» **INSTRUCTIONS FOR THE TASK**: Exactly as they appear below, repeat the lines from the one with "box: [101, 72, 135, 107]" through the one with "positive clicks: (245, 331) (254, 319)", and no others.

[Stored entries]
((
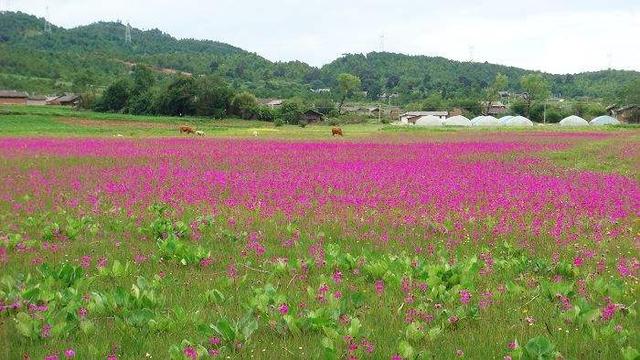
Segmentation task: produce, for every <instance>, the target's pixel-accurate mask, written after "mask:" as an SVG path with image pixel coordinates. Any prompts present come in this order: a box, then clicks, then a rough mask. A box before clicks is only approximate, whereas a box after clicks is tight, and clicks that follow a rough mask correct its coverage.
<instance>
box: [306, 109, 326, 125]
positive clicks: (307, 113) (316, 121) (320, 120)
mask: <svg viewBox="0 0 640 360" xmlns="http://www.w3.org/2000/svg"><path fill="white" fill-rule="evenodd" d="M302 119H303V120H304V121H306V122H307V123H315V122H321V121H322V120H324V114H322V113H319V112H317V111H315V110H307V111H306V112H305V113H304V114H302Z"/></svg>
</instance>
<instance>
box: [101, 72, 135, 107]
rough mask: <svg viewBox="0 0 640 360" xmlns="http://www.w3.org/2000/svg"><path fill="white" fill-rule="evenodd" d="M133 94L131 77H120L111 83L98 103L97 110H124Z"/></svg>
mask: <svg viewBox="0 0 640 360" xmlns="http://www.w3.org/2000/svg"><path fill="white" fill-rule="evenodd" d="M129 96H131V82H130V81H129V79H120V80H117V81H116V82H114V83H113V84H111V85H109V87H108V88H107V90H105V92H104V94H103V95H102V98H101V99H100V101H98V102H97V103H96V106H95V109H96V110H97V111H105V112H123V111H125V109H126V107H127V103H128V102H129Z"/></svg>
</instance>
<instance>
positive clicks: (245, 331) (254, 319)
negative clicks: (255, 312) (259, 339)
mask: <svg viewBox="0 0 640 360" xmlns="http://www.w3.org/2000/svg"><path fill="white" fill-rule="evenodd" d="M256 330H258V321H257V320H256V319H255V318H254V317H251V319H250V320H249V321H247V322H245V324H244V326H243V327H242V336H243V337H244V340H245V341H247V340H249V338H250V337H251V335H252V334H253V333H254V332H255V331H256Z"/></svg>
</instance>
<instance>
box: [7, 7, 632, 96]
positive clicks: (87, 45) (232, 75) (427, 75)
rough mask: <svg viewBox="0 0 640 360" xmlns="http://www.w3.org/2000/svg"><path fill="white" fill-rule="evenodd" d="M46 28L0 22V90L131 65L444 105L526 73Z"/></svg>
mask: <svg viewBox="0 0 640 360" xmlns="http://www.w3.org/2000/svg"><path fill="white" fill-rule="evenodd" d="M43 29H44V19H41V18H37V17H34V16H31V15H27V14H24V13H12V12H4V13H0V88H2V87H5V88H6V87H9V88H15V89H20V90H27V91H36V92H37V91H40V92H42V91H45V92H46V91H49V92H51V91H55V90H56V89H70V88H73V87H74V84H77V83H80V82H86V81H87V79H89V80H90V82H91V85H93V86H98V87H101V86H106V85H108V84H109V83H111V82H112V81H113V79H114V78H116V77H118V76H121V75H124V74H126V73H127V72H128V71H129V70H130V67H131V64H133V63H144V64H148V65H151V66H155V67H157V68H158V69H160V68H164V69H173V70H176V71H179V72H188V73H192V74H194V75H200V74H207V75H209V74H215V75H219V76H222V77H223V78H225V79H226V80H227V81H229V82H230V83H231V85H232V86H233V87H234V88H236V89H239V90H240V89H247V90H250V91H252V92H254V93H256V94H257V95H258V96H261V97H275V96H278V97H290V96H295V95H303V96H304V95H308V94H310V89H311V88H320V87H335V85H336V84H335V78H336V76H337V75H338V74H339V73H342V72H348V73H353V74H356V75H358V76H359V77H360V78H361V79H362V84H363V90H365V91H367V92H368V93H369V97H370V98H372V99H374V98H376V96H377V95H378V94H381V93H384V92H389V93H391V92H393V93H398V94H400V95H401V98H402V100H403V101H412V100H416V99H420V98H424V97H426V96H427V95H428V94H430V93H433V92H436V91H437V92H440V93H442V94H443V95H444V96H445V97H474V96H477V94H478V93H479V92H480V90H482V89H483V88H484V87H486V85H487V84H488V83H490V82H491V81H492V80H493V79H494V78H495V75H496V74H497V73H502V74H505V75H507V76H508V77H509V80H510V84H509V85H510V89H511V90H513V91H518V90H519V86H520V85H519V79H520V77H521V76H522V75H525V74H528V73H531V71H527V70H524V69H519V68H515V67H508V66H502V65H494V64H488V63H470V62H459V61H453V60H448V59H445V58H441V57H427V56H408V55H402V54H391V53H370V54H368V55H361V54H353V55H346V56H343V57H341V58H339V59H336V60H335V61H333V62H332V63H330V64H327V65H325V66H323V67H322V68H320V69H318V68H314V67H311V66H309V65H307V64H305V63H303V62H297V61H296V62H286V63H283V62H271V61H269V60H267V59H265V58H263V57H261V56H258V55H257V54H254V53H250V52H247V51H245V50H242V49H239V48H237V47H234V46H231V45H228V44H224V43H220V42H216V41H208V40H207V41H202V40H191V39H184V40H178V39H176V38H174V37H172V36H170V35H168V34H165V33H163V32H162V31H160V30H149V31H142V30H138V29H135V28H132V29H131V35H132V43H131V44H127V43H125V41H124V39H125V25H124V24H121V23H115V22H100V23H95V24H91V25H87V26H80V27H77V28H73V29H64V28H60V27H56V26H53V27H52V32H51V33H50V34H46V33H44V32H43ZM545 76H546V77H547V78H548V79H549V80H550V81H551V83H552V88H553V92H554V93H555V94H561V95H563V96H565V97H581V96H588V97H596V98H611V97H613V96H614V95H615V94H616V93H617V92H618V90H619V89H620V88H621V87H622V86H624V85H625V84H626V83H627V82H629V81H631V80H634V79H638V78H640V73H638V72H633V71H616V70H608V71H600V72H594V73H582V74H576V75H552V74H545Z"/></svg>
))
» **ANSWER AREA**:
box: [101, 72, 135, 107]
rough mask: <svg viewBox="0 0 640 360" xmlns="http://www.w3.org/2000/svg"><path fill="white" fill-rule="evenodd" d="M133 94L131 77H120L111 83L98 103L97 110H124Z"/></svg>
mask: <svg viewBox="0 0 640 360" xmlns="http://www.w3.org/2000/svg"><path fill="white" fill-rule="evenodd" d="M129 96H131V82H130V81H129V79H120V80H117V81H116V82H114V83H113V84H111V85H109V87H108V88H107V90H105V92H104V94H103V95H102V98H101V99H100V101H98V102H97V103H96V106H95V109H96V110H97V111H105V112H123V111H125V109H126V107H127V103H128V102H129Z"/></svg>
</instance>
<instance>
positive clicks: (245, 331) (254, 319)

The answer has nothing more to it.